> **Source extract**:
⁂

The roles for top-down signals in visual processing have been intensively studied experimentally in the last few years and have also been modeled theoretically. In particular, predictive coding, where feedback from higher cortical areas carries expectations of lower level activity, has been shown to explain the emergence of extra-classical receptive field effects [1].

Since top-down predictions cannot be independent of the bottom-up input, the interpretation of a visual scene must be an iterative process in which the initial activation pattern relaxes to a solution matching expectation with sensory experience. However, in models, such as the one of Rao and Ballard, where top-down effects propagate over all layers of the visual hierarchy, the relaxation times are too slow compared to the time scale of visual processing. Our starting point is the mathematical observation that in predictive coding relaxation results in each higher layer essentially performing principal component analysis of the activity in the preceding lower layer. We show how this analysis can be done without propagating top-down effects through the entire visual hierarchy. In our model, not only the top-down connectivity, but also the effective resulting feedback is confined to proximal layers, yielding fast relaxation. This suggests a way for the visual system to square the need for fast processing with the integration of top-down clues.

We also make it explicit that in a biologically plausible implementation each layer requires both coding for stimulus representation and for the prediction error. This sheds new light on the interpretation of activation patterns observed in V4 which have seemed impossible to reconcile with predictive coding [2].

⁂

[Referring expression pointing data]

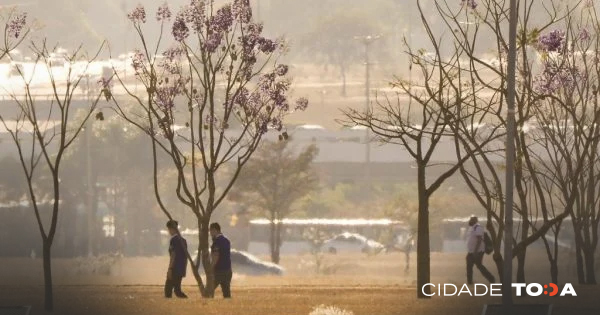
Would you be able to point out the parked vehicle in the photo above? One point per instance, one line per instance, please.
(352, 242)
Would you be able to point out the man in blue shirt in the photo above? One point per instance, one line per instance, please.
(177, 261)
(221, 259)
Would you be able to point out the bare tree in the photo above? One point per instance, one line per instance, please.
(43, 131)
(275, 178)
(207, 104)
(541, 153)
(425, 121)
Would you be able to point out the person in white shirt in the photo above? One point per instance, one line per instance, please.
(476, 250)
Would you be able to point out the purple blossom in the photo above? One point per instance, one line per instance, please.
(266, 45)
(301, 104)
(16, 25)
(213, 42)
(163, 13)
(470, 3)
(210, 119)
(105, 83)
(555, 77)
(137, 61)
(222, 20)
(194, 14)
(180, 30)
(281, 70)
(138, 15)
(173, 53)
(584, 34)
(242, 11)
(165, 97)
(552, 41)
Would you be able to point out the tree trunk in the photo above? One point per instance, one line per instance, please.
(553, 270)
(578, 250)
(277, 250)
(499, 262)
(590, 272)
(343, 73)
(48, 296)
(203, 249)
(423, 254)
(273, 248)
(521, 266)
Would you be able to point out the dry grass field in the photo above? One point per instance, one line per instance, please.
(358, 283)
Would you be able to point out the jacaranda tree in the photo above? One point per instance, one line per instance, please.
(208, 100)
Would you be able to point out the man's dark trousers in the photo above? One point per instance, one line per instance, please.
(173, 284)
(476, 259)
(223, 279)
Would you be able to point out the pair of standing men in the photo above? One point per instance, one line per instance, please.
(476, 250)
(220, 254)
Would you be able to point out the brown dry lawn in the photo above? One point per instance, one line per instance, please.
(361, 284)
(147, 300)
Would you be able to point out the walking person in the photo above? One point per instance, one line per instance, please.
(476, 249)
(177, 261)
(221, 259)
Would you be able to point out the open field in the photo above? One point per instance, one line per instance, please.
(288, 300)
(359, 283)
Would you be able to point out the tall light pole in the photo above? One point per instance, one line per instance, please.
(367, 40)
(510, 159)
(91, 219)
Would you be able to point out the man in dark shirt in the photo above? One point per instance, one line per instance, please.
(177, 261)
(221, 259)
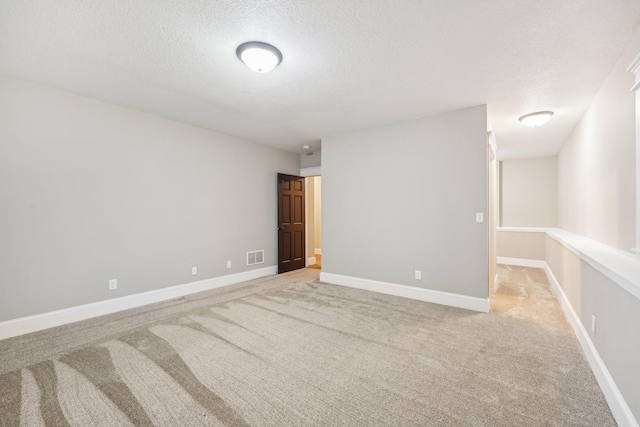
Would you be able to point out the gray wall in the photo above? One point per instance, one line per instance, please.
(403, 197)
(92, 191)
(617, 312)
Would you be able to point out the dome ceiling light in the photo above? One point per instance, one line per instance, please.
(258, 56)
(536, 119)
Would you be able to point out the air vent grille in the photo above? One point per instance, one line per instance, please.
(255, 257)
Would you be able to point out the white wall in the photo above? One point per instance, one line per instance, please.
(528, 198)
(310, 160)
(92, 192)
(597, 167)
(529, 192)
(317, 212)
(403, 197)
(597, 199)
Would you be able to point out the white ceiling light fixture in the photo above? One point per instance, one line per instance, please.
(258, 56)
(536, 119)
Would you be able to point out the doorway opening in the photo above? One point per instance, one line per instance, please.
(313, 228)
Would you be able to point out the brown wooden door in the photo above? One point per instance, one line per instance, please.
(291, 242)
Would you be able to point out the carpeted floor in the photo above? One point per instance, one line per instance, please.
(290, 351)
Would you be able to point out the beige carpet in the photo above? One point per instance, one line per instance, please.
(290, 351)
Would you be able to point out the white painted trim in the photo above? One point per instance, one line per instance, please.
(623, 268)
(38, 322)
(619, 408)
(428, 295)
(524, 229)
(620, 267)
(521, 262)
(313, 171)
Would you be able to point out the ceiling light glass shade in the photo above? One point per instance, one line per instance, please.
(260, 57)
(536, 119)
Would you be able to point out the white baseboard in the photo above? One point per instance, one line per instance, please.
(619, 408)
(428, 295)
(38, 322)
(521, 262)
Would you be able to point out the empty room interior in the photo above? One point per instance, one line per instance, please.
(292, 213)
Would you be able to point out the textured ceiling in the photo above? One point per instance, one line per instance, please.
(347, 65)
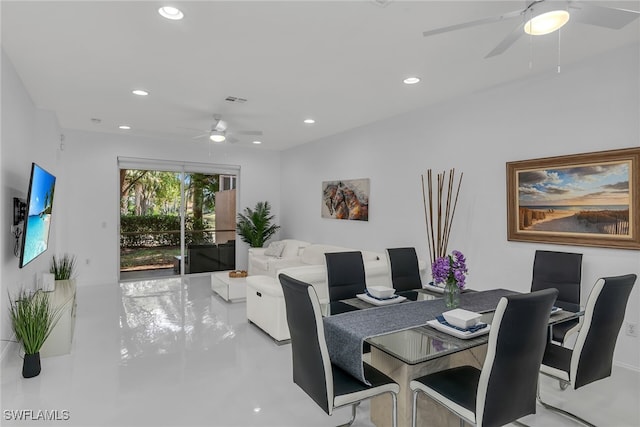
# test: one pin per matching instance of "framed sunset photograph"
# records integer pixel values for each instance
(590, 199)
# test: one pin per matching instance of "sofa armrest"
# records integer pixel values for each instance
(315, 275)
(256, 251)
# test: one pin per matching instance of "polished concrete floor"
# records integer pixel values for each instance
(169, 353)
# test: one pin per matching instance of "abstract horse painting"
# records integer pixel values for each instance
(346, 199)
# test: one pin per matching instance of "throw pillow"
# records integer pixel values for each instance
(274, 249)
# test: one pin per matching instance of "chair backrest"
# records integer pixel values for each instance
(560, 270)
(509, 377)
(403, 267)
(311, 364)
(593, 352)
(345, 274)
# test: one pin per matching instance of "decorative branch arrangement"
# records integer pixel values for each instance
(440, 220)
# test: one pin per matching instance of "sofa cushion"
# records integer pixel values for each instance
(275, 249)
(314, 254)
(293, 248)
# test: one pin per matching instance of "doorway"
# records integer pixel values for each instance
(175, 219)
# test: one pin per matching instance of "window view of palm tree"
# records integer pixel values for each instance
(150, 221)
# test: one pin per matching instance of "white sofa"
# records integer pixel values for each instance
(279, 254)
(265, 301)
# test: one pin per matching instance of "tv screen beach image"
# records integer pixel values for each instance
(38, 221)
(589, 199)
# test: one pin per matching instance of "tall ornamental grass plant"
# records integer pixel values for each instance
(33, 318)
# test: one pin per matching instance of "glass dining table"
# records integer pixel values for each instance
(412, 352)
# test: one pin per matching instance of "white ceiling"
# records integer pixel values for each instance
(340, 62)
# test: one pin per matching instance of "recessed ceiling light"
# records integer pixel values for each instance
(217, 136)
(170, 12)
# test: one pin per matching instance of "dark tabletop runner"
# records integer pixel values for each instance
(345, 333)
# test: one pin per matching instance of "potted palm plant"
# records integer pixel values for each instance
(33, 317)
(255, 225)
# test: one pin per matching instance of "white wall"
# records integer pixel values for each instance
(28, 135)
(591, 106)
(90, 194)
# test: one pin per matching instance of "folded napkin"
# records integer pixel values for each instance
(473, 328)
(381, 299)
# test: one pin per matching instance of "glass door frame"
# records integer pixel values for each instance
(182, 168)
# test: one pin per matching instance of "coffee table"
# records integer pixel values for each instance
(231, 289)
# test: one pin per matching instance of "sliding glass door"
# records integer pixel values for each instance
(174, 220)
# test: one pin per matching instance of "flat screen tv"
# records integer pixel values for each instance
(35, 233)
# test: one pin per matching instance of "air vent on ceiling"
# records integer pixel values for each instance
(381, 3)
(235, 99)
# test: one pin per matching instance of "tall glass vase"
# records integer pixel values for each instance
(451, 295)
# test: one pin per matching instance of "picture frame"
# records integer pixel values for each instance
(346, 199)
(590, 199)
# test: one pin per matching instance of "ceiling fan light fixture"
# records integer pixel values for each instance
(170, 12)
(217, 136)
(546, 23)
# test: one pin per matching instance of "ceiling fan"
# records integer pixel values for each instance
(219, 132)
(546, 16)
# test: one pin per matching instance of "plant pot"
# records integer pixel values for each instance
(31, 365)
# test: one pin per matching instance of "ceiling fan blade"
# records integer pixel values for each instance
(507, 41)
(483, 21)
(248, 132)
(602, 16)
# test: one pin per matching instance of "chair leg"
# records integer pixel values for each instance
(353, 415)
(562, 411)
(414, 412)
(394, 414)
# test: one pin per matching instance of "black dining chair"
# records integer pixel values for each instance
(328, 385)
(345, 279)
(592, 356)
(505, 389)
(563, 271)
(404, 271)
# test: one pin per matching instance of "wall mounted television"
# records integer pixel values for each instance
(35, 233)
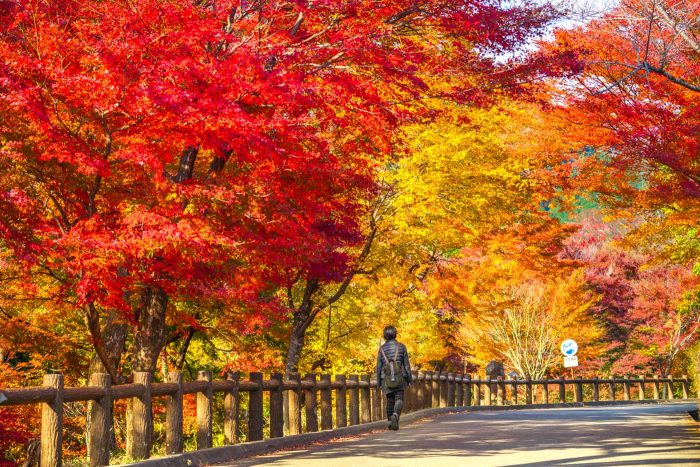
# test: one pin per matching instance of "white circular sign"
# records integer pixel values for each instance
(569, 348)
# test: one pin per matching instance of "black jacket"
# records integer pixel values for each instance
(389, 348)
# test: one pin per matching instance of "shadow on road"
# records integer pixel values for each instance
(591, 436)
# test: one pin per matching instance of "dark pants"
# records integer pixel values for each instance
(394, 403)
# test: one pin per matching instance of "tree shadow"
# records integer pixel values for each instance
(631, 435)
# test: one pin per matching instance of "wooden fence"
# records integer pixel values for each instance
(355, 399)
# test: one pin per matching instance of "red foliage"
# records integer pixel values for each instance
(287, 105)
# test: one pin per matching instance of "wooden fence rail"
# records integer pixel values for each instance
(357, 400)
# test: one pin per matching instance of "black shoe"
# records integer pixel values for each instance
(394, 422)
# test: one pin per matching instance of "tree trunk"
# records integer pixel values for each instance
(114, 335)
(114, 339)
(149, 335)
(149, 338)
(296, 343)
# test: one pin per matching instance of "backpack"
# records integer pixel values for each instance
(392, 373)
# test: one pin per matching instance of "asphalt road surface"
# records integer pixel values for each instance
(625, 435)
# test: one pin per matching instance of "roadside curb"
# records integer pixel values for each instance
(238, 451)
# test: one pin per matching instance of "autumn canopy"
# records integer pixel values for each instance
(263, 185)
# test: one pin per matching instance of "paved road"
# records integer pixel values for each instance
(629, 435)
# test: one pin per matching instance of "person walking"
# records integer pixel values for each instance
(393, 374)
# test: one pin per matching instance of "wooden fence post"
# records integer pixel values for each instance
(468, 390)
(428, 389)
(450, 399)
(487, 390)
(459, 390)
(435, 390)
(579, 390)
(174, 442)
(377, 403)
(326, 404)
(141, 426)
(420, 391)
(295, 405)
(341, 406)
(596, 390)
(101, 421)
(477, 391)
(52, 424)
(528, 390)
(277, 407)
(562, 389)
(545, 392)
(354, 401)
(255, 408)
(365, 401)
(499, 391)
(232, 405)
(204, 412)
(655, 387)
(310, 405)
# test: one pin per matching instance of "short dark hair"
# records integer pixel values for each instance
(389, 333)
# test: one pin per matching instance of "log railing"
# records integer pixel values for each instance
(356, 399)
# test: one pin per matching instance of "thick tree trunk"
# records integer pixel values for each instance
(296, 343)
(149, 338)
(149, 335)
(114, 335)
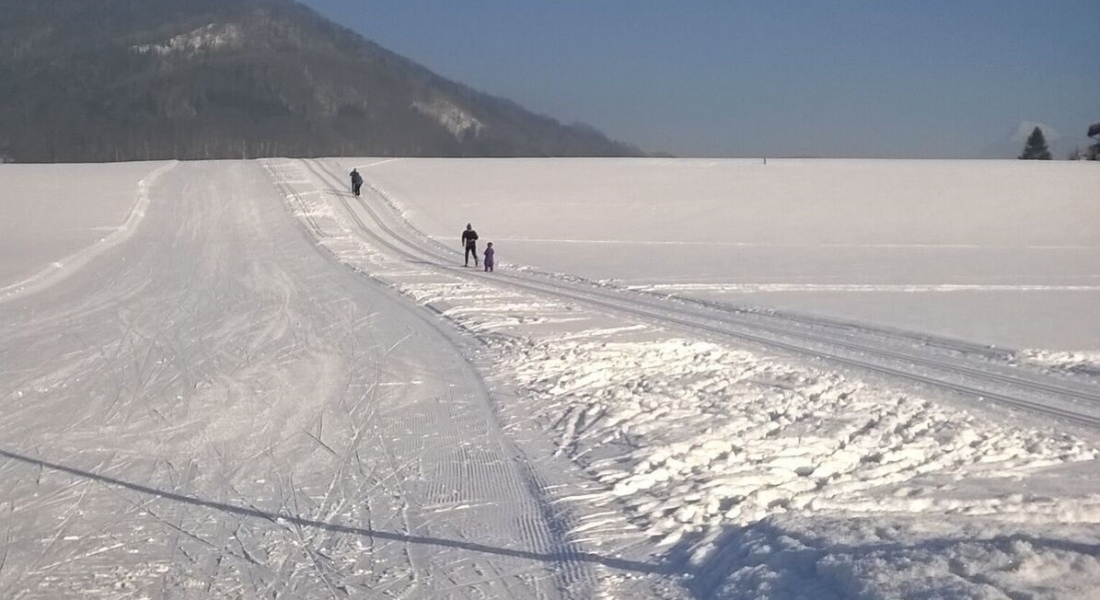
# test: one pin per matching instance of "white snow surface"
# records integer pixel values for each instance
(262, 385)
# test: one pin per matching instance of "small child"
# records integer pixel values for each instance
(488, 257)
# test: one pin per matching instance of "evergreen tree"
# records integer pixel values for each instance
(1035, 149)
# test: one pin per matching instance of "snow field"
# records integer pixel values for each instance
(771, 478)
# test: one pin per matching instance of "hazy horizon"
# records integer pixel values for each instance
(849, 79)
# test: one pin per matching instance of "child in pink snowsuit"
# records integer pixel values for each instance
(488, 257)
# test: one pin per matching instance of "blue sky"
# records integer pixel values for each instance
(893, 78)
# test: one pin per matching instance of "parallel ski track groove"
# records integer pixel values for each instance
(620, 303)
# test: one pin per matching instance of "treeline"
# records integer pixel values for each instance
(92, 80)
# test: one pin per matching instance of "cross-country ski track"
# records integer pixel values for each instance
(264, 386)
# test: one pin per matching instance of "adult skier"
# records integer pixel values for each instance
(470, 242)
(356, 182)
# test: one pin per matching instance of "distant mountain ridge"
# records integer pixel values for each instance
(143, 79)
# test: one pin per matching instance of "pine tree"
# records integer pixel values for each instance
(1035, 149)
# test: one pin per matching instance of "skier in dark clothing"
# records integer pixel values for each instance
(356, 182)
(470, 242)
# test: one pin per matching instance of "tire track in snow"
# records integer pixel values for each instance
(1029, 391)
(486, 457)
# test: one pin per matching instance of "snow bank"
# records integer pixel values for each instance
(767, 477)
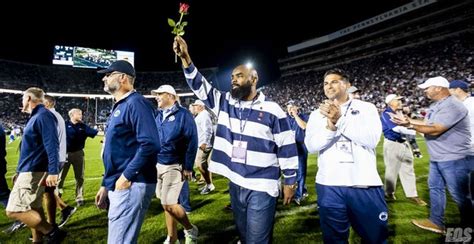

⁂

> **Apply what you read**:
1. In the predictive coding abstract, what does feedback from higher cortical areas carry?
2. From the predictive coding abstract, output the passage starting at "The roles for" and ending at "field effects [1].".

> **Answers for the tasks**:
1. Expectations of lower level activity.

2.
The roles for top-down signals in visual processing have been intensively studied experimentally in the last few years and have also been modeled theoretically. In particular, predictive coding, where feedback from higher cortical areas carries expectations of lower level activity, has been shown to explain the emergence of extra-classical receptive field effects [1].